RINCIAN TUGAS:
Lanjutkan tulisan tentang Pancasila di bawah ini, mulai setelah kalimat terakhirnya.

POTONGAN TEKS:

***

Pancasila

Entah kenapa, seakan mendadak ideologi bangsa Indonesia, Pancasila, yang sudah diakui keampuhannya, antara lain dalam menyelamatkan nusa dan bangsa dari keganasan PKI, kembali ramai diperbincangkan.

Pancasila seolah telah terancam kelangsungan hidupnya, hingga atas restu penguasa dimunculkanlah semboyan:

“Aku Indonesia!”

“Aku Pancasila!”

Ternyata semboyan ini pun mendapat kecaman karena dianggap kurang pas atau berlebihan.

Kemudian timbul kehebohan lain, masih bertalian dan ada sangkut-pautnya dengan Pancasila, yakni pembentukan Badan Pembinaan Ideologi Pancasila (BPIP).

Sebenarnya sampai di sini keadaan masih tetap tenang-tenang saja, namun meletus kegegeran ketika pemerintah mengumumkan gaji para anggota BPIP yang diketuai oleh Megawati Soekarnoputri. Sebagai pucuk pimpinan BPIP, Megawati akan mengantongi lebih dari Rp112 juta setiap bulan – yang lain-lain juga dapat santunan sangat lumayan.

Sebagai seorang manusia Indonesia yang telah melewati dan mengikuti berbagai tahapan dalam kehidupan bangsa ini (harap maklum saya sudah mendekati usia 80 tahun), saya jadi teringat akan perjalanan ideologi bangsa Indonesia. Jika Orde Lama pimpinan Bung Karno lebih mengutamakan “indoktrinasi” Manipol USDEK (Manifestasi Politik Undang-Undang Dasar ’45 Sosialisme Indonesia, Demokrasi Terpimpin, Ekonomi Terpimpin Kepribadian Indonesia) dan NASAKOM bagi para mahasiswa, maka Orde Baru pimpinan Suharto tidak mau ketinggalan, dan menerapkan Penataran P4 (Pedoman Penghayatan dan Pengamalan Pancasila). Dalam daftar mata kuliah sebagaimana yang termaktub dalam ijazah kesarjanaan saya, butir “Manipol Usdek” terdapat di sana, yang artinya saya sudah mengikuti dan lulus indoktrinasi.

***

DATA HASIL EKSTRAKSI:
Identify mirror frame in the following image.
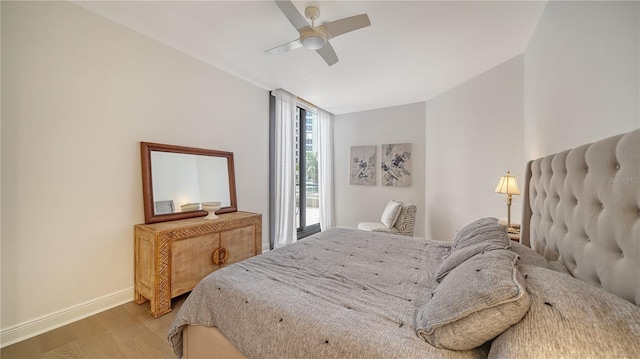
[140,142,238,224]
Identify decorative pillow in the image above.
[416,250,529,350]
[380,200,402,228]
[489,265,640,358]
[436,217,511,282]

***

JAWABAN BERIKUT:
Sementara itu, Penataran P4 punya macam-macam pola: dari 10 jam sampai dengan 100 jam. Salah seorang kawan yang pernah mengikuti Penataran P4 pernah berkata, “Semasa Pemerintahan Orde Baru, Penataran P4 itu menjadi kurikulum pendidikan yang wajib diikuti para pelajar sampai mahasiswa. Bahkan pejabat dan Pegawai Negeri Sipil (PNS) yang baru luluspun harus masuk kelas Penataran P4 terlebih dahulu sebelum bertugas.”

Siapapun yang telah menyelesaikannya mendapat sertifikat yang ternyata memang sangat “sakti”. Di zaman jaya-jayanya P4, jangan harap bisa masuk perguruan tinggi atau berdinas di pemerintahan tanpa dibekali ijazah sebagai tanda bukti telah selesai mengikuti penataran P4 pola tertentu, sebagaimana yang ditatarkan pada tingkat SMA. Kesaktian P4 lebih berlipat ketika seseorang ingin melamar menjadi pegawai negeri. Bahkan, ilmuwan-ilmuwan Indonesia yang ditugaskan untuk meneruskan pendidikan di luar negeri atau untuk melakukan penelitian bersama di luar negeri tidak akan dapat “exit permit” alias izin bertolak ke luar negeri tanpa ada sertifikat telah selesai mengikuti penataran.

Tujuan penataran di zaman Orba adalah untuk menyamakan “visi dan misi”, dus Pancasila kemudian menjadi asas tunggal. Penataran pun bukan hanya diselenggarakan di Indonesia, melainkan juga di luar negeri, termasuk Australia. Penataran pertama diselenggarakan di kota Melbourne, mengambil tempat di sebuah hotel yang telah disewa oleh pihak penyelenggara. Para peserta seperti sedang dikarantina. Selama mengikuti penataran, peserta melakukan aktivitas makan, minum, tidur, bahkan mencuci pakaian pun di hotel tersebut.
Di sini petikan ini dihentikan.